:: STATED TASK ::
Count the lines in the entries below that contain the string "road", treating uppercase and lowercase letters as distinct. Give only the number.

:: EXTRACTED ENTRIES ::
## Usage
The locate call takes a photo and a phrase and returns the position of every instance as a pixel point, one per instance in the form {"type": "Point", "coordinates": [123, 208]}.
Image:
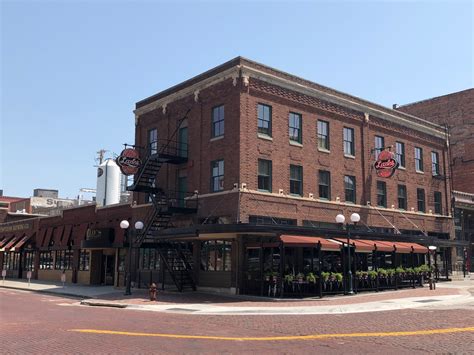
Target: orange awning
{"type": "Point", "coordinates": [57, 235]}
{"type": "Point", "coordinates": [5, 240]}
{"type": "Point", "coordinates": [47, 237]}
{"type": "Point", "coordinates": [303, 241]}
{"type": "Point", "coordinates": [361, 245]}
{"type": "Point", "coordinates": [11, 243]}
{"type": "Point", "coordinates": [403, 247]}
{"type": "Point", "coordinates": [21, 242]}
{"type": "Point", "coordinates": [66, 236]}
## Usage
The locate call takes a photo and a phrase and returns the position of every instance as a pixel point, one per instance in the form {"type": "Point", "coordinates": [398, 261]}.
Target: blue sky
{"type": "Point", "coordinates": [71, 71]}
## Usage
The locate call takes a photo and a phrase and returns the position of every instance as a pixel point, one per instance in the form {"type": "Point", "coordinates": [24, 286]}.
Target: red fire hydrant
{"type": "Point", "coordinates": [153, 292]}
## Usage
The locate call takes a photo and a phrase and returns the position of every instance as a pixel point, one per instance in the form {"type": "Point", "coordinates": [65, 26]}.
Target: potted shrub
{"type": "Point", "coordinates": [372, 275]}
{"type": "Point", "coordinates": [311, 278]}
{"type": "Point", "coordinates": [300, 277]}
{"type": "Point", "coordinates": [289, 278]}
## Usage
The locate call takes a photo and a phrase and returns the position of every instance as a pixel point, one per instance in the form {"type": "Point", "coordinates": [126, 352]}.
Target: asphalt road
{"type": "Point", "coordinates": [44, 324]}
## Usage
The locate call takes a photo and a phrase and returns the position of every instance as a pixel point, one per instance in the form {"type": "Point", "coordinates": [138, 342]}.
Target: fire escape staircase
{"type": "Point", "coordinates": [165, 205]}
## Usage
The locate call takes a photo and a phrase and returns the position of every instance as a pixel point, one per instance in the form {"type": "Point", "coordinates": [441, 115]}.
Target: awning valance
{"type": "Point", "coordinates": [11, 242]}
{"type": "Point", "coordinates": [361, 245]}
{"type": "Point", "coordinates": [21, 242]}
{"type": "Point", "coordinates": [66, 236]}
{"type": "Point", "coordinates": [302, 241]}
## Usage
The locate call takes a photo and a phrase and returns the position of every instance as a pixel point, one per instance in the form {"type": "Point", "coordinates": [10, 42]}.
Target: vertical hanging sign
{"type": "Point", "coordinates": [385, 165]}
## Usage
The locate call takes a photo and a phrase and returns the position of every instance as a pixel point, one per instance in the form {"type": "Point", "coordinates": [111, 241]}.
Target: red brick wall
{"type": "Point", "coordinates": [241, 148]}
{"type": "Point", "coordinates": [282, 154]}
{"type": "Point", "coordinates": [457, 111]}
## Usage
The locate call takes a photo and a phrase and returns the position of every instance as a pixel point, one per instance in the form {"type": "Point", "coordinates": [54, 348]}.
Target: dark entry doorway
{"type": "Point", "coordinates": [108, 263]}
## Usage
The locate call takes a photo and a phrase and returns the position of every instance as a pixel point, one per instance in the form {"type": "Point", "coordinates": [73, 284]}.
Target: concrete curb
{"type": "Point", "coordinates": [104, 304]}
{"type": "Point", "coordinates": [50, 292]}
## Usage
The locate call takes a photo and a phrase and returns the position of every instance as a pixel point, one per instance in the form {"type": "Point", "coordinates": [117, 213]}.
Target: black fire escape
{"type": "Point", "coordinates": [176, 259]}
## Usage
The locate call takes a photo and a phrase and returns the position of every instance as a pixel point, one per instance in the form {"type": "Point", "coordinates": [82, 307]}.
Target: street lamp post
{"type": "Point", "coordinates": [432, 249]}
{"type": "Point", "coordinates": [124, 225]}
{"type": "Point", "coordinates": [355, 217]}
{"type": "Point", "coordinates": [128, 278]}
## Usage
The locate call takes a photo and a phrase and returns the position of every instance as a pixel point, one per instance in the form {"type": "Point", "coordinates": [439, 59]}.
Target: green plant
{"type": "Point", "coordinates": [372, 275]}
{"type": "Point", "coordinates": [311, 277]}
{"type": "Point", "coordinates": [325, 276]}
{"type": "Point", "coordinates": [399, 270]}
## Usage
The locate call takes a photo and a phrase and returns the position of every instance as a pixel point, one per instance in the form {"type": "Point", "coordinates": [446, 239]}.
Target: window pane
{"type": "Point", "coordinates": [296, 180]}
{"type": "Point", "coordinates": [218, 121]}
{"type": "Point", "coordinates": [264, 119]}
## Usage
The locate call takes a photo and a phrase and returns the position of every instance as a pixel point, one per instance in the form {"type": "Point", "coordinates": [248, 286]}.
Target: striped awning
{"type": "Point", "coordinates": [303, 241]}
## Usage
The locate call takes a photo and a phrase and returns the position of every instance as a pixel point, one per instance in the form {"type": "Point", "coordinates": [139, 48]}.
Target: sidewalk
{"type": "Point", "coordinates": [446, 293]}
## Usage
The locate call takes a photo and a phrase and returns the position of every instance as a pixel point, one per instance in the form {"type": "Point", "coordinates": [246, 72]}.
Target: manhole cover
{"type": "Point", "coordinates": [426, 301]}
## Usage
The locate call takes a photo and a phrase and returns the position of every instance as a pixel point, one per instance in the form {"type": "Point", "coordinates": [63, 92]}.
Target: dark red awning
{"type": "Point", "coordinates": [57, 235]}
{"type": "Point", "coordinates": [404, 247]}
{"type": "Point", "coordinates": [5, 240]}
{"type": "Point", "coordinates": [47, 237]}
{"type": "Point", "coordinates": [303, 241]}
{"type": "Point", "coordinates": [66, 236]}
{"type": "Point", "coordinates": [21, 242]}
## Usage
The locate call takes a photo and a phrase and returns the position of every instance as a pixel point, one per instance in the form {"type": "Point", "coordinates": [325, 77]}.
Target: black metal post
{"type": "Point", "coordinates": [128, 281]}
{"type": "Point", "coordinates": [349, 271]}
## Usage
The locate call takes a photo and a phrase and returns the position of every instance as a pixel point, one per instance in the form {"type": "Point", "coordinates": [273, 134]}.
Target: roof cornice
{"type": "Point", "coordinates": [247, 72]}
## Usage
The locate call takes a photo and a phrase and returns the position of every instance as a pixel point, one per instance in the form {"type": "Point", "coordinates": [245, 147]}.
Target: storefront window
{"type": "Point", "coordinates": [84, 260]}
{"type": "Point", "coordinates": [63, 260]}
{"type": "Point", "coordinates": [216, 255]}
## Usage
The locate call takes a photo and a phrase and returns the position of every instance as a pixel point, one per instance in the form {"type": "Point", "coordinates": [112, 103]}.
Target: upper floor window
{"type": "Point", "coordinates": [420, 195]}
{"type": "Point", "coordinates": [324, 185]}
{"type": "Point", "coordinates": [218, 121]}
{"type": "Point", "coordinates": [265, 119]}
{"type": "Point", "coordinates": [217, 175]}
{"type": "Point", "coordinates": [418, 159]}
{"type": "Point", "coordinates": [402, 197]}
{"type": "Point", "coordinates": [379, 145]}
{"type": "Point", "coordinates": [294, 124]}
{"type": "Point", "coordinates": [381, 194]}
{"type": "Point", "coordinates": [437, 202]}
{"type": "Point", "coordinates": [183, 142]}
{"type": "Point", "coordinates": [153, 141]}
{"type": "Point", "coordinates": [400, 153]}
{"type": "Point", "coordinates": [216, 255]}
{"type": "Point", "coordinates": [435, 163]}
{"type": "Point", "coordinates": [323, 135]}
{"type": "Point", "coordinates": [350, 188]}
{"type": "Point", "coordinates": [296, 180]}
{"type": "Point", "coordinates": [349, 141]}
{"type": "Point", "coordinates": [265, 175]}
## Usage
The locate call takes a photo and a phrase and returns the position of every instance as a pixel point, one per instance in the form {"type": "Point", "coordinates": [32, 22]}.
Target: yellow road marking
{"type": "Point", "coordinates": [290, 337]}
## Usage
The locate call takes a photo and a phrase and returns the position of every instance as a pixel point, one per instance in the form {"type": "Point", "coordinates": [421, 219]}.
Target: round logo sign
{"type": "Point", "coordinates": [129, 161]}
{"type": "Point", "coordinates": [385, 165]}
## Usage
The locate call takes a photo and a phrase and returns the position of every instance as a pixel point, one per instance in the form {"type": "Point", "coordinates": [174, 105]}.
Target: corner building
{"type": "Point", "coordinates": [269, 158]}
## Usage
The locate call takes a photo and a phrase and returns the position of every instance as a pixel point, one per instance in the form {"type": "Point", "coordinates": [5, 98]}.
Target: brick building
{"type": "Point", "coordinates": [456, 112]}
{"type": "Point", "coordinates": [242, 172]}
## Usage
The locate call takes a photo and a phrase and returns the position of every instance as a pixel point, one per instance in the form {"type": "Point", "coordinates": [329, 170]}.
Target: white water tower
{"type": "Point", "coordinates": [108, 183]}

:: RESULT ::
2